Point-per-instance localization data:
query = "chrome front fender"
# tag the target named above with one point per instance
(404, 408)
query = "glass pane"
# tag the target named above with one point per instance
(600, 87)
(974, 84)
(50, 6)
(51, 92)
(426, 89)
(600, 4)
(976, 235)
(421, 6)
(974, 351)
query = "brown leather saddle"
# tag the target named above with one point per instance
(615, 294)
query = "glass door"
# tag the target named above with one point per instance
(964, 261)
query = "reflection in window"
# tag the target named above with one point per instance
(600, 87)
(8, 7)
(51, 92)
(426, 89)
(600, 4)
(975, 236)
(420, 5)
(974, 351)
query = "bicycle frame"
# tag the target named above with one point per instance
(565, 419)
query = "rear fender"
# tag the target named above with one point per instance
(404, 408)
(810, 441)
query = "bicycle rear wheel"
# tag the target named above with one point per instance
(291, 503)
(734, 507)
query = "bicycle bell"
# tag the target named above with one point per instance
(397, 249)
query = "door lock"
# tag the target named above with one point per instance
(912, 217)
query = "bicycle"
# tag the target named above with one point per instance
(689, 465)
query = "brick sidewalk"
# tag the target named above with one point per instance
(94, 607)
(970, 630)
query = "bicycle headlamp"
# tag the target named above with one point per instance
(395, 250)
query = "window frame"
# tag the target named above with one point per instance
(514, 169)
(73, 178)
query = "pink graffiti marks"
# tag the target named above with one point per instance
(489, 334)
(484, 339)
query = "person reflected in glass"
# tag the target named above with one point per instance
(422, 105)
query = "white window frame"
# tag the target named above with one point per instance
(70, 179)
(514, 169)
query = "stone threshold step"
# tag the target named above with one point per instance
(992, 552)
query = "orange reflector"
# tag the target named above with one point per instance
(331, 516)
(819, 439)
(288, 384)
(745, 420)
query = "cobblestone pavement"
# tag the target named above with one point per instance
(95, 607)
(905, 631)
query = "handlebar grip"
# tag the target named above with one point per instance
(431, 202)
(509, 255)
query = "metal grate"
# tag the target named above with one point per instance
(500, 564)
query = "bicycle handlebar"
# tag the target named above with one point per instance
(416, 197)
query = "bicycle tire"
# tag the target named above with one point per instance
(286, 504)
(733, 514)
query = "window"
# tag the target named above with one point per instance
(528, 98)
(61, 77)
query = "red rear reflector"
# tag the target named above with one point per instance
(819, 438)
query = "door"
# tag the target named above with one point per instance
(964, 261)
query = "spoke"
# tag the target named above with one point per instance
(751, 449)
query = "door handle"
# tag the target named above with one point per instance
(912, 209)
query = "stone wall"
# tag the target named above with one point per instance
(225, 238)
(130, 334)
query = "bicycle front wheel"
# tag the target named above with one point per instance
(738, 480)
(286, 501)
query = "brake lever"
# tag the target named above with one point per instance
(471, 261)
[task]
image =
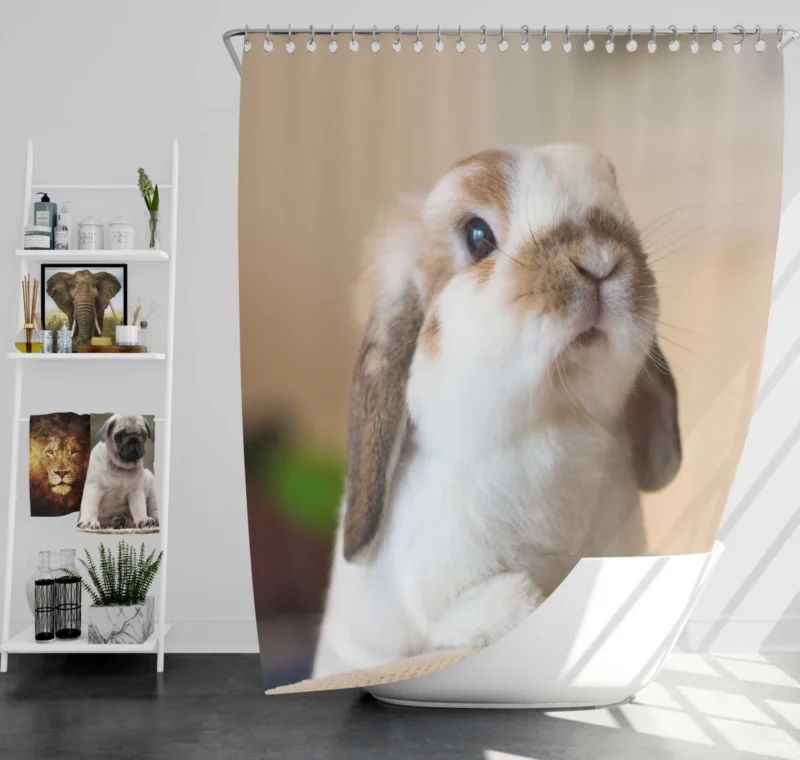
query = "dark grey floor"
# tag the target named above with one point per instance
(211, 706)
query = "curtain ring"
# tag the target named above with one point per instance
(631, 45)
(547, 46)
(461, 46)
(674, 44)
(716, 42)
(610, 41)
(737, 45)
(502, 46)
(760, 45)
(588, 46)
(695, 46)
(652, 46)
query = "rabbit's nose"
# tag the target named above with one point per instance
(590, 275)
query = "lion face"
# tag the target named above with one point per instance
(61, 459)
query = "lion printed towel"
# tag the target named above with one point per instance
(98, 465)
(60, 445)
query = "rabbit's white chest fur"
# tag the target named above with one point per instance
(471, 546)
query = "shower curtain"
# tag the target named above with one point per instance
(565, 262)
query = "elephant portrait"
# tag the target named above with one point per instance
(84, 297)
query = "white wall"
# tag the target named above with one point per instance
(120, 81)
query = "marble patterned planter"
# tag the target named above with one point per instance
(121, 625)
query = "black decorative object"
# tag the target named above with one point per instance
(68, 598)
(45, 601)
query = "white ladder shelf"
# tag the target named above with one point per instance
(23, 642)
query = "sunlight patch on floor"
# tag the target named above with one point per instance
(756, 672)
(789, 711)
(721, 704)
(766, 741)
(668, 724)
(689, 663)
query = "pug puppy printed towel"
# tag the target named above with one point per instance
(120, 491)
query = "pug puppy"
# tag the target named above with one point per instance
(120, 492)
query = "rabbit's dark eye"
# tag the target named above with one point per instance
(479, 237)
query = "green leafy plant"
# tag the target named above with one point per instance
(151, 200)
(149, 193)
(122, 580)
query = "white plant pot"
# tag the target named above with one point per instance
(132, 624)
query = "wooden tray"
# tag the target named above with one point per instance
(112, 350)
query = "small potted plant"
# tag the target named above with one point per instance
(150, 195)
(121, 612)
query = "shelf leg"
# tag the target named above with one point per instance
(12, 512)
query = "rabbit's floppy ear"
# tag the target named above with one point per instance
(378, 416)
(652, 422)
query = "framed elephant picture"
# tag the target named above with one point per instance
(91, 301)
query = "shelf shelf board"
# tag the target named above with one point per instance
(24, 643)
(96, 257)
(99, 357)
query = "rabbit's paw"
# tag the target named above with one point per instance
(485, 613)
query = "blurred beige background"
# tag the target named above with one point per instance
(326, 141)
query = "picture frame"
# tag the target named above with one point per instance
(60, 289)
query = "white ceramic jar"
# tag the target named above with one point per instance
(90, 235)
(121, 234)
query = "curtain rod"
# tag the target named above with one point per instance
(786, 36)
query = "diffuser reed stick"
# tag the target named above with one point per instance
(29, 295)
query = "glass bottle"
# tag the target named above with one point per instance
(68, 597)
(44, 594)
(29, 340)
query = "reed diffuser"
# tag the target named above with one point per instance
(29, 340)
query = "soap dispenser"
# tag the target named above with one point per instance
---
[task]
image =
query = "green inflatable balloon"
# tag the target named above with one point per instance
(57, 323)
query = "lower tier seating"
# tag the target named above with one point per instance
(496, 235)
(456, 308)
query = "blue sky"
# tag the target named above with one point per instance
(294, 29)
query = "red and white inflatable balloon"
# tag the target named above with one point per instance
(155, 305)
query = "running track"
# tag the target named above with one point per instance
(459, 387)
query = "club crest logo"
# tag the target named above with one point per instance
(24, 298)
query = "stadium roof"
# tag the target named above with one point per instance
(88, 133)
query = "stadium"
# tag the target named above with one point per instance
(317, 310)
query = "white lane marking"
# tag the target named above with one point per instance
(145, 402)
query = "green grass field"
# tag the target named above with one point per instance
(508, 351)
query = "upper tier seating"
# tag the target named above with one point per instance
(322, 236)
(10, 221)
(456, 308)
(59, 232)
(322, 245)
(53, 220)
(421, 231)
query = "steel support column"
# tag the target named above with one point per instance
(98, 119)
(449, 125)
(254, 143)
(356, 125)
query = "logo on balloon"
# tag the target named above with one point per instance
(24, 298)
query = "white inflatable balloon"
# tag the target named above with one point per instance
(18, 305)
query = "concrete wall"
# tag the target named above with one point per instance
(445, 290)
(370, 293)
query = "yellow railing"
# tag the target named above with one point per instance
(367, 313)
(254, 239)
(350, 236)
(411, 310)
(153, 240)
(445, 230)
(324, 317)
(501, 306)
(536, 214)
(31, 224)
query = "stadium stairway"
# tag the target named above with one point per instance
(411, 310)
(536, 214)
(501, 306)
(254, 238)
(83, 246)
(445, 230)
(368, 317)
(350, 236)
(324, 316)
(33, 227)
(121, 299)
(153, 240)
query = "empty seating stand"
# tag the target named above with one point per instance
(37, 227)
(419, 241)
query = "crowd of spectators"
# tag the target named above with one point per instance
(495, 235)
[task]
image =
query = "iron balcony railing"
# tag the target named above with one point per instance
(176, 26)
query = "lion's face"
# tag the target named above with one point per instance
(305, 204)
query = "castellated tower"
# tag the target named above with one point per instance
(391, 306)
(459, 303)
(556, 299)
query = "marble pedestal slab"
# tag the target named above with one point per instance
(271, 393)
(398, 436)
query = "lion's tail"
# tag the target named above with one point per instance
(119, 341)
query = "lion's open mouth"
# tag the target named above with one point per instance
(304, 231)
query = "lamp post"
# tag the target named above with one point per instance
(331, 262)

- **Work to be completed**
Read each line of the data and count the ones that include "seating", answering with the number alone.

- **Output of the task**
3